BEGIN

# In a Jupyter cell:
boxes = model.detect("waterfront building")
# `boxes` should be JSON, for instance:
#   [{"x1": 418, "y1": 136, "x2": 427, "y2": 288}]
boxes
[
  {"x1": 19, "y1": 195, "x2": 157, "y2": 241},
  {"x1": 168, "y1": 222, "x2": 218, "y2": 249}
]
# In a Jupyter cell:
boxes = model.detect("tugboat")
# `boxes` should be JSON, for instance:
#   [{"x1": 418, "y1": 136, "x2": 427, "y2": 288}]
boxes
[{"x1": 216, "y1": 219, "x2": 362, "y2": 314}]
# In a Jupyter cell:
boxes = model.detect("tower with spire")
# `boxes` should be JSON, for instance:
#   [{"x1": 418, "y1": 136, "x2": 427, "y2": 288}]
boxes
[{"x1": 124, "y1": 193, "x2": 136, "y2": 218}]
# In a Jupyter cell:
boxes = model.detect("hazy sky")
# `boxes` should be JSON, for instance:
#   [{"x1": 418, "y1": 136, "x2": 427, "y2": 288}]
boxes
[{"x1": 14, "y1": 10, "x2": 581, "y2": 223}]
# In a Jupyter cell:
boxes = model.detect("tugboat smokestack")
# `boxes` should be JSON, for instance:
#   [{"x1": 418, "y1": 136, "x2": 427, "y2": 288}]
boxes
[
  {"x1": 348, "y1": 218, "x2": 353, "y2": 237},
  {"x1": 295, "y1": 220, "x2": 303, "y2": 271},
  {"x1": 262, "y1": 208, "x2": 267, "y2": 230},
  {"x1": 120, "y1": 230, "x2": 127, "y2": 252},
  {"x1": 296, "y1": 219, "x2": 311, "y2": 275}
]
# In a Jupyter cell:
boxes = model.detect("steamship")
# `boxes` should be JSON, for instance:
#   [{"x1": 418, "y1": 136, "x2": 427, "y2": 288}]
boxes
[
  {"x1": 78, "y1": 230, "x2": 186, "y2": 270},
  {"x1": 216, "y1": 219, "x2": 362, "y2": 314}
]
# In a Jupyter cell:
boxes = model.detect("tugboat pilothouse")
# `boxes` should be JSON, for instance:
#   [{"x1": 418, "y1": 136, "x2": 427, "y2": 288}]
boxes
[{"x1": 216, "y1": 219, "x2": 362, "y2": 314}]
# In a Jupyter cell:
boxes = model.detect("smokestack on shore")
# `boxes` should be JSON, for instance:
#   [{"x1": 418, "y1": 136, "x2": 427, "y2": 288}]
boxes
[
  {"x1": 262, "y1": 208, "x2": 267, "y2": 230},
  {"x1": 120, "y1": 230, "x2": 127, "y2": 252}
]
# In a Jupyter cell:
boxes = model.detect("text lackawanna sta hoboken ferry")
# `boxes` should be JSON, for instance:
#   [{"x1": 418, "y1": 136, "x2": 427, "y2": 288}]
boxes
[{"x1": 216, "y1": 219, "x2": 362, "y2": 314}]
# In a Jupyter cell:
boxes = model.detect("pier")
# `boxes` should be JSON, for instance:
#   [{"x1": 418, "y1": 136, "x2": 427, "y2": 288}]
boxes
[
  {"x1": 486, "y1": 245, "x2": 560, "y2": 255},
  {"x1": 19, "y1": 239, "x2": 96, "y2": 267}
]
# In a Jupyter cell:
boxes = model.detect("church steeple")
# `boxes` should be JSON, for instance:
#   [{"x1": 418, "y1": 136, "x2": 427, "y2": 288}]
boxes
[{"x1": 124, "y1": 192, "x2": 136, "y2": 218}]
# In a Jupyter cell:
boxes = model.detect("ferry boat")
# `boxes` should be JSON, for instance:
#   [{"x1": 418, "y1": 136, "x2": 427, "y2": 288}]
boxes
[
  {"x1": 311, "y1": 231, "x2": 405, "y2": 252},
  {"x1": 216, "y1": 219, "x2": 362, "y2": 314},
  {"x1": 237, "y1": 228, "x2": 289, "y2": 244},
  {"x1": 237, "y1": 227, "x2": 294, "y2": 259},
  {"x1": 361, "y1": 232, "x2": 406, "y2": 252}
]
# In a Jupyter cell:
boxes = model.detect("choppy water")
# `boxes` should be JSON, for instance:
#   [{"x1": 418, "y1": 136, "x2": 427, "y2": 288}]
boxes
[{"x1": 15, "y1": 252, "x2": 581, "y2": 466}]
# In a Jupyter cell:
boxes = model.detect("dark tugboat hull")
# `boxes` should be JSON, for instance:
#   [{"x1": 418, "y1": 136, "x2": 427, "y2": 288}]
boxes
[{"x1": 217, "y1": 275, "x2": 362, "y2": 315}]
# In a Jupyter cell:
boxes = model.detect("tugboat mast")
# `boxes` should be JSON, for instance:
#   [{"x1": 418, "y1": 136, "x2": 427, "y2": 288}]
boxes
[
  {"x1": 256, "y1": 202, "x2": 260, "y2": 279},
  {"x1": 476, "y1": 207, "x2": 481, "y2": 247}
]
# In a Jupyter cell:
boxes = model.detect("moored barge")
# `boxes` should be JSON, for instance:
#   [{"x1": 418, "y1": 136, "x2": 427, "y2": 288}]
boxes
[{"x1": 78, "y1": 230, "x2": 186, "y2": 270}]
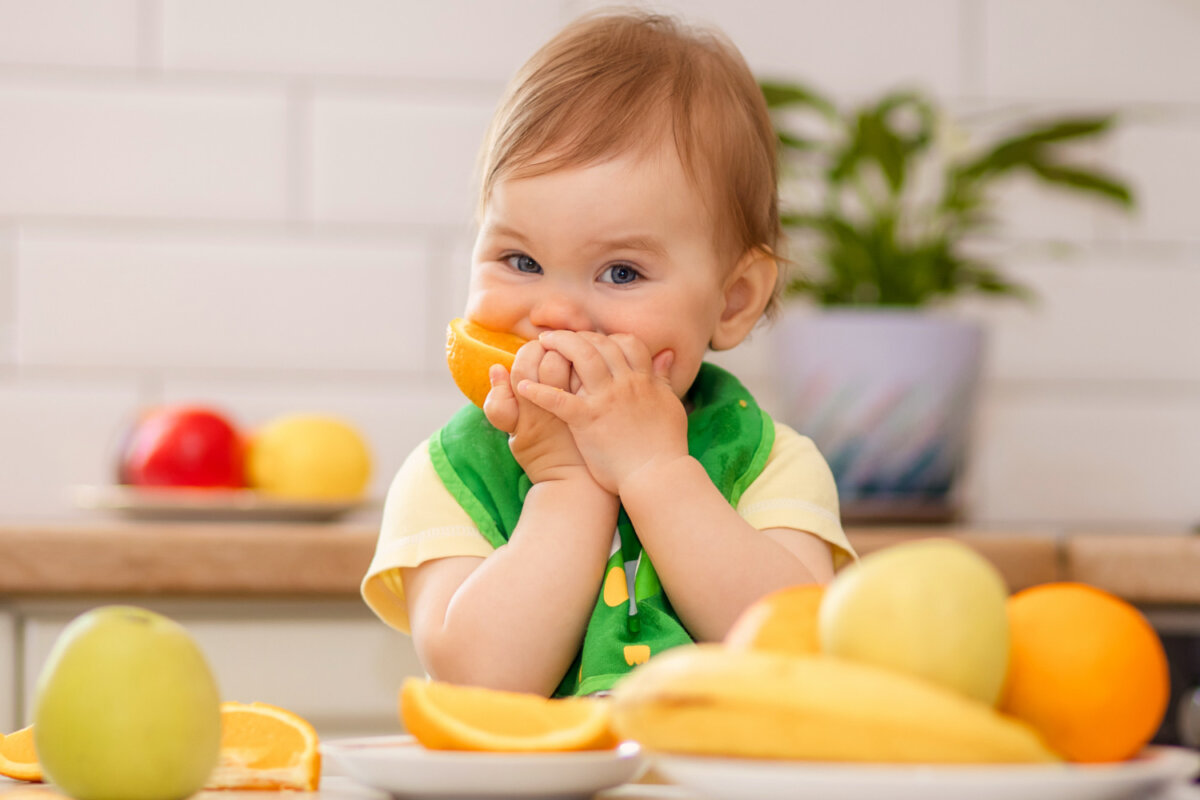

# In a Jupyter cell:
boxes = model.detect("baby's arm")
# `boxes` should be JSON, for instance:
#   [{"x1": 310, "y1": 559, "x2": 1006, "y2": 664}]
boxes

END

-- Required action --
Pull every line that holds the string "smokestack" out of the records.

-- Your response --
boxes = model.detect("tugboat smokestack")
boxes = model.detect("smokestack on shore")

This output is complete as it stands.